* **Prompt**: Only those lines running from the line that contains "Task: the component shall indicate the orange flame" through the end of the material are to be written out, each exactly as shown.

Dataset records
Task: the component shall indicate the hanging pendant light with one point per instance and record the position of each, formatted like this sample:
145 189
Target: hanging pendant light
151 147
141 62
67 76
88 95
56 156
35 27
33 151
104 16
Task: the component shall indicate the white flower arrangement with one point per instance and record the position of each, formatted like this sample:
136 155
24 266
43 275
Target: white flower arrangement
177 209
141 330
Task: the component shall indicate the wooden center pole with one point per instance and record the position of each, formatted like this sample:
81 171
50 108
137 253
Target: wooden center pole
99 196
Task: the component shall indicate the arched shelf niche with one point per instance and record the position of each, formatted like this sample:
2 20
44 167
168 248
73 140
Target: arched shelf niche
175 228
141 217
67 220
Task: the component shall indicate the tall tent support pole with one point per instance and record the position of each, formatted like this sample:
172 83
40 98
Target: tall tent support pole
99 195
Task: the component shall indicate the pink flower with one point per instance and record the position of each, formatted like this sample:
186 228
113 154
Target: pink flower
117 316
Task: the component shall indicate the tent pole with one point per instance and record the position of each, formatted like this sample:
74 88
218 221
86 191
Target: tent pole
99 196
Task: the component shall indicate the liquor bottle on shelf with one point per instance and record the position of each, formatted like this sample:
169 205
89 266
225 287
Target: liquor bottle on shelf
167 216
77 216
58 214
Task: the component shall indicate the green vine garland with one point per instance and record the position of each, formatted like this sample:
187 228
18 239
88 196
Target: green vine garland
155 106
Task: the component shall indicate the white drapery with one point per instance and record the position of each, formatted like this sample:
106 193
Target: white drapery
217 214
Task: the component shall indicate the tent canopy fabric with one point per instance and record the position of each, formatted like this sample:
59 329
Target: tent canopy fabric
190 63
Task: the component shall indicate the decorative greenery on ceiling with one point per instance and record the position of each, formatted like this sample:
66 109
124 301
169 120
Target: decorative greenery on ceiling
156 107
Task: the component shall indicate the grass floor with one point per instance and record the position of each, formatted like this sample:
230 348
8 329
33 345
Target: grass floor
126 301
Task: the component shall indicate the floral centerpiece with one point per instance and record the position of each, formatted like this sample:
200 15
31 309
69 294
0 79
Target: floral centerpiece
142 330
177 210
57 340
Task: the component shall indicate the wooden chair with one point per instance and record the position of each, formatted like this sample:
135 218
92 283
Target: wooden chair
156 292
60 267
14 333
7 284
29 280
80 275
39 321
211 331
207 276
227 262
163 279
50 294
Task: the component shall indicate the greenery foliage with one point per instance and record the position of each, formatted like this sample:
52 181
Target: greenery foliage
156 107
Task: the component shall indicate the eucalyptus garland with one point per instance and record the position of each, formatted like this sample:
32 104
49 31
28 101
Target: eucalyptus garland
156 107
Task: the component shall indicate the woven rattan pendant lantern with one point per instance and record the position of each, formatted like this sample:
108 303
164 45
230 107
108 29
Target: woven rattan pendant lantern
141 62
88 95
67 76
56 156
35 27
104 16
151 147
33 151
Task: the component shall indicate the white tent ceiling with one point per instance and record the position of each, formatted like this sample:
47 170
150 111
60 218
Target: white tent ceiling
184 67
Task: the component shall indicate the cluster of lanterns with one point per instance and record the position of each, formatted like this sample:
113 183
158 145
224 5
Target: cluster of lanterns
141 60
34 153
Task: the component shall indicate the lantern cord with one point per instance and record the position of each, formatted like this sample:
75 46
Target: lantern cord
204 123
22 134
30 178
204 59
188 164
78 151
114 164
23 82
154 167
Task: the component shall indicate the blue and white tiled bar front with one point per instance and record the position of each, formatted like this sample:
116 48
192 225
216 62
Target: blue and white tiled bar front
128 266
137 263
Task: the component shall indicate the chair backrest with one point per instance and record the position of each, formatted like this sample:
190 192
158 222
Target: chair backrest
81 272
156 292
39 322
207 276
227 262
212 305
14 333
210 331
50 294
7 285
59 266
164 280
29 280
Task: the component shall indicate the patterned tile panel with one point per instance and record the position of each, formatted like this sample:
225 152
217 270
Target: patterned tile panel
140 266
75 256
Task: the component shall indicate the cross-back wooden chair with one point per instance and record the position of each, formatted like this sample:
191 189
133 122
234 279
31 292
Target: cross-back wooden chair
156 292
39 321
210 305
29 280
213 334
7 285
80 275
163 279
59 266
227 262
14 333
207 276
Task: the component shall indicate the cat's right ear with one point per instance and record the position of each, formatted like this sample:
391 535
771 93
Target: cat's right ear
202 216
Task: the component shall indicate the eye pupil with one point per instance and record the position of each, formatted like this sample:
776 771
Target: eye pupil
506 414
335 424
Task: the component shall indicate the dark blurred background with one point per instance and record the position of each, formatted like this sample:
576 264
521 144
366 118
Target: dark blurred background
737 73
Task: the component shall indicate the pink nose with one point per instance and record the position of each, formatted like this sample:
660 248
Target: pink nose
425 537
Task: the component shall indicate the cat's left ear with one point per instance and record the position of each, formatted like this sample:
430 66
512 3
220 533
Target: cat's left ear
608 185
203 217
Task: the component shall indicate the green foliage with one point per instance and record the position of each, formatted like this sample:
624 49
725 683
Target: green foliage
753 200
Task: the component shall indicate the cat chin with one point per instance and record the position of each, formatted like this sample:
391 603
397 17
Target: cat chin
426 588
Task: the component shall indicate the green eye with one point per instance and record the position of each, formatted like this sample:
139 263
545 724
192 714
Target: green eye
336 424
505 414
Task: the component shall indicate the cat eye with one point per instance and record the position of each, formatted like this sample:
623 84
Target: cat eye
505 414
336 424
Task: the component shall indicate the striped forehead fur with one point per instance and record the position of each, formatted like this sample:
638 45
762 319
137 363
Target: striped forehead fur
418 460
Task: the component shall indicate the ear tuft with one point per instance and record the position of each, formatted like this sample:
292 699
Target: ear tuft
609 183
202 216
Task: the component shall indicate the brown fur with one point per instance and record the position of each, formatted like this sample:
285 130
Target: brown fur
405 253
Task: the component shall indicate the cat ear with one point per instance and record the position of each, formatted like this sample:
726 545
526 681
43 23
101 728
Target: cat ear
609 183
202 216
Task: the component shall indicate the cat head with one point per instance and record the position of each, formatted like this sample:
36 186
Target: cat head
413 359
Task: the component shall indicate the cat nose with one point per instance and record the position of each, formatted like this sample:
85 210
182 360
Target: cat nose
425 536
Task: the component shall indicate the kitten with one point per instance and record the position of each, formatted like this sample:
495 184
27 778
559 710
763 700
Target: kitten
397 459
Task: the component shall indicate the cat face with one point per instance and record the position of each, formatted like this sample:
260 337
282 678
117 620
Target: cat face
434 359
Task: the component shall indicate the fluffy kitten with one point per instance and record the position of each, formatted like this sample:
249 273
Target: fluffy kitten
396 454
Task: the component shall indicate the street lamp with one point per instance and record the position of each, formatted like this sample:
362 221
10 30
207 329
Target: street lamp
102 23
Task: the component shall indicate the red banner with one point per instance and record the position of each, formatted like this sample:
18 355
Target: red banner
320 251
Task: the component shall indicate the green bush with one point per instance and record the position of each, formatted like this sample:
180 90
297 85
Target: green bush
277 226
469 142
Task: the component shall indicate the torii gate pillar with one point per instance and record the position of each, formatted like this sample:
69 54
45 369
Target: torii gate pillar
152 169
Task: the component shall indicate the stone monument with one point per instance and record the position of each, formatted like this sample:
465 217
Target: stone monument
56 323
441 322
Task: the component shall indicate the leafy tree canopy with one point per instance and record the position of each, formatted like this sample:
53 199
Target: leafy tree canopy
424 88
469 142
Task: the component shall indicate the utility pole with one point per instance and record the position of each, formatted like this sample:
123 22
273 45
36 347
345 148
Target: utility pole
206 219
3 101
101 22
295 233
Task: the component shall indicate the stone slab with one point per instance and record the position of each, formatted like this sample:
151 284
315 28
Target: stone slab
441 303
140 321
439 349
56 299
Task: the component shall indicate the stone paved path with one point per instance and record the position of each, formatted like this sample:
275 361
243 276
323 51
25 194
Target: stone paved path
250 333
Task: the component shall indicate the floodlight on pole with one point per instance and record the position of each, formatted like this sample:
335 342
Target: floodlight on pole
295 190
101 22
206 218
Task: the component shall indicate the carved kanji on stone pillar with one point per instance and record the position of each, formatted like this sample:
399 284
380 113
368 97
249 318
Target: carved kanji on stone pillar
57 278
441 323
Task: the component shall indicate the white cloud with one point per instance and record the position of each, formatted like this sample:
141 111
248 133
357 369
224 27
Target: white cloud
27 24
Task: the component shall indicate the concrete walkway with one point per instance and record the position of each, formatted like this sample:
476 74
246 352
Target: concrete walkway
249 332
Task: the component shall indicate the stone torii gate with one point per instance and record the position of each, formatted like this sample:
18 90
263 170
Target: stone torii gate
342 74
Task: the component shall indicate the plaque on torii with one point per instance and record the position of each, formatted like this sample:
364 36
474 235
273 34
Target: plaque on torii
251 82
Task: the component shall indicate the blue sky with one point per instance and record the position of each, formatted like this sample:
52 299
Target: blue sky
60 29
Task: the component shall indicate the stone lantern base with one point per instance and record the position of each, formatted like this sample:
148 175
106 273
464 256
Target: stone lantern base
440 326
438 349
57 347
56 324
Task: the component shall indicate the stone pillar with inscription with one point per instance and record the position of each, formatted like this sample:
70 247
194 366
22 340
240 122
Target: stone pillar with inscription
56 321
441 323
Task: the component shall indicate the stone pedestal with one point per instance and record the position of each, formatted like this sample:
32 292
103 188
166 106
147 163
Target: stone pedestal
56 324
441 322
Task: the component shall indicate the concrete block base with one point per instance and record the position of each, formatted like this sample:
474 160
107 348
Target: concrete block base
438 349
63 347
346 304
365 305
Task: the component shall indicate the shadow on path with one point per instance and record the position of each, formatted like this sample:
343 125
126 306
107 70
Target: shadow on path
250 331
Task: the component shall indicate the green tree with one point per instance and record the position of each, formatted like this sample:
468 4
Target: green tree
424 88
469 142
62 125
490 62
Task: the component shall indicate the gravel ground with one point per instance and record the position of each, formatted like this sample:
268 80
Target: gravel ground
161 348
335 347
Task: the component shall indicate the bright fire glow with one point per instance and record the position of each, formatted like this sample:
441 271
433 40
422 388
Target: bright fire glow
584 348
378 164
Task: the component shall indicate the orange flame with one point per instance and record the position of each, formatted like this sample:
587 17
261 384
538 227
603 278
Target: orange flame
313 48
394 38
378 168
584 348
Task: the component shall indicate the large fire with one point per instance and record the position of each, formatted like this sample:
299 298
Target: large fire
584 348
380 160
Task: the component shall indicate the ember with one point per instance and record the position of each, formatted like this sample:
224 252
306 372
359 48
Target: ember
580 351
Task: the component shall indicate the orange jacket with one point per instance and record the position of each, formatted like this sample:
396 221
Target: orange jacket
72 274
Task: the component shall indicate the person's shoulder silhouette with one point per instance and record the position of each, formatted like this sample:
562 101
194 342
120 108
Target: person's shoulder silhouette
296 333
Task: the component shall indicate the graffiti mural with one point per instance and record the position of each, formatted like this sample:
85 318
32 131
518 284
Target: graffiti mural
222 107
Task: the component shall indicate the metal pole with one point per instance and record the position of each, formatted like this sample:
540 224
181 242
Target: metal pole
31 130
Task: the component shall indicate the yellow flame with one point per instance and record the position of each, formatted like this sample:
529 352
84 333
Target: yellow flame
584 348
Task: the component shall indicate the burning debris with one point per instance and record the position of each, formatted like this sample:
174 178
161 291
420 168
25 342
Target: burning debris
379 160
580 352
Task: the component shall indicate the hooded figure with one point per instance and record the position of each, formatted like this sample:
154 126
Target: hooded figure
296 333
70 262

* **Answer to the exercise**:
Task: the component shall indicate the orange flame with one point per instance and record the position of each, formatted like this sample:
587 17
261 384
538 227
603 278
Target: orange flame
313 48
394 38
378 168
584 348
Task: the component shall indicate the large fire with one point per instance and record the position of each, formatted like this sample:
299 298
Target: large fire
584 348
380 160
Task: the component shall indicate the ember with one point per instance and record the position of each, formatted like this sample:
224 252
306 372
359 48
Target: ember
580 351
Task: the component shall indicate the orange jacket with one point per instance and record the position of each, formatted like this sample:
396 221
Target: orange jacket
72 274
Task: the component shall indicate the person's shoulder silhouette with one point per instance and record the position of each, formatted like this sample:
562 101
194 342
120 108
Target: person's shoulder silhouette
296 333
Task: the component shall indicate the graffiti mural with one point per instance and record the position of each, formatted like this sample:
85 318
32 131
518 284
Target: graffiti mural
222 107
Task: the component shall indicate the metal pole with one point per instance and record the position of each, formatted like this sample:
540 224
181 242
Target: metal pole
31 130
Task: the component shall indicate the yellow flame with one point per instance and record the position of each, formatted like this sample:
529 352
84 333
Target: yellow flame
584 348
Task: the component shall indicate the burning debris with one point per instance and record the position of each, formatted like this sample:
174 178
161 291
420 168
25 342
Target: burning debris
379 160
580 352
Task: the component shall indicate the hooded figure with one point per instance and record the position of each, formatted like this sample:
154 126
Target: hooded figure
296 333
70 262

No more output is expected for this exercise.